▶ Problem to solve: Starting from the line containing "written like <point>84,228</point>.", write out every remaining line exactly, the last one included.

----- Data listing

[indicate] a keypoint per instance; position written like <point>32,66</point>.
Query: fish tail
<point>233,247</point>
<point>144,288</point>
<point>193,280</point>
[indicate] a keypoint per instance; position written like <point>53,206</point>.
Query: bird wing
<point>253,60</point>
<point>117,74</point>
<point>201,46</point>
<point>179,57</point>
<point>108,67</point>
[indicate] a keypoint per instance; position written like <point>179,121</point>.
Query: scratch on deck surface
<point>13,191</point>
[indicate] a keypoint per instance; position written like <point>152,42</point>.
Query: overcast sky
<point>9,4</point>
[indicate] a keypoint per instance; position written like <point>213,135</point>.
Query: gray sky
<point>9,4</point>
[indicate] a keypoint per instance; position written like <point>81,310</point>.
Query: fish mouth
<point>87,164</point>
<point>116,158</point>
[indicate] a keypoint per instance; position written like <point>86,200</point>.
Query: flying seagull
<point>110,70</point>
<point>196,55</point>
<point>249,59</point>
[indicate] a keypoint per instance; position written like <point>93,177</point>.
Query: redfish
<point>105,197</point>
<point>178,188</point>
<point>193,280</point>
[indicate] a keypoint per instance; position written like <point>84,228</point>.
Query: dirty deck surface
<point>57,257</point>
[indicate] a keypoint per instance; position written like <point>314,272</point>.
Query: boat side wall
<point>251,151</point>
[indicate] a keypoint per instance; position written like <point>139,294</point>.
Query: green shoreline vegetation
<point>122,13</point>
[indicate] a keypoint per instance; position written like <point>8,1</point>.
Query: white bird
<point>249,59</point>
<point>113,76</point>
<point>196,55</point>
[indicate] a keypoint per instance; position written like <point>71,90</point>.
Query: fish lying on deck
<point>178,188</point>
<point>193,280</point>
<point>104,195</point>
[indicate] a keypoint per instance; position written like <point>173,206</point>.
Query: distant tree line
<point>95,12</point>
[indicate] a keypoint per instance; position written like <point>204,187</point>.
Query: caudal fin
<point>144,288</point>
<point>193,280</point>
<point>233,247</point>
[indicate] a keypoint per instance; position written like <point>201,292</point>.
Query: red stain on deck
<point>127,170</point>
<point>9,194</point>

----------

▶ The response:
[indicate] a keypoint per instance; position written like <point>84,228</point>.
Query: dirty deck surface
<point>57,257</point>
[indicate] a keypoint per instance; position written like <point>314,272</point>.
Query: boat side wall
<point>251,151</point>
[indicate] a keypoint per instance; position written like <point>139,294</point>.
Query: green shoreline vegetation
<point>122,13</point>
[indicate] a keypoint per instance; position written like <point>8,1</point>.
Query: white bird
<point>249,59</point>
<point>113,76</point>
<point>196,55</point>
[indicate] a keypoint per instance; position written like <point>71,90</point>.
Query: fish lying on deck
<point>178,188</point>
<point>193,280</point>
<point>104,195</point>
[indicate] a keypoint per instance; position written like <point>173,206</point>.
Query: distant tree line
<point>95,12</point>
[indicate] a keypoint per instance; position written like <point>204,187</point>.
Query: caudal fin
<point>144,288</point>
<point>193,280</point>
<point>233,247</point>
[indicate] a keypoint per instance; position written like <point>201,292</point>.
Query: red stain on deck
<point>127,170</point>
<point>9,194</point>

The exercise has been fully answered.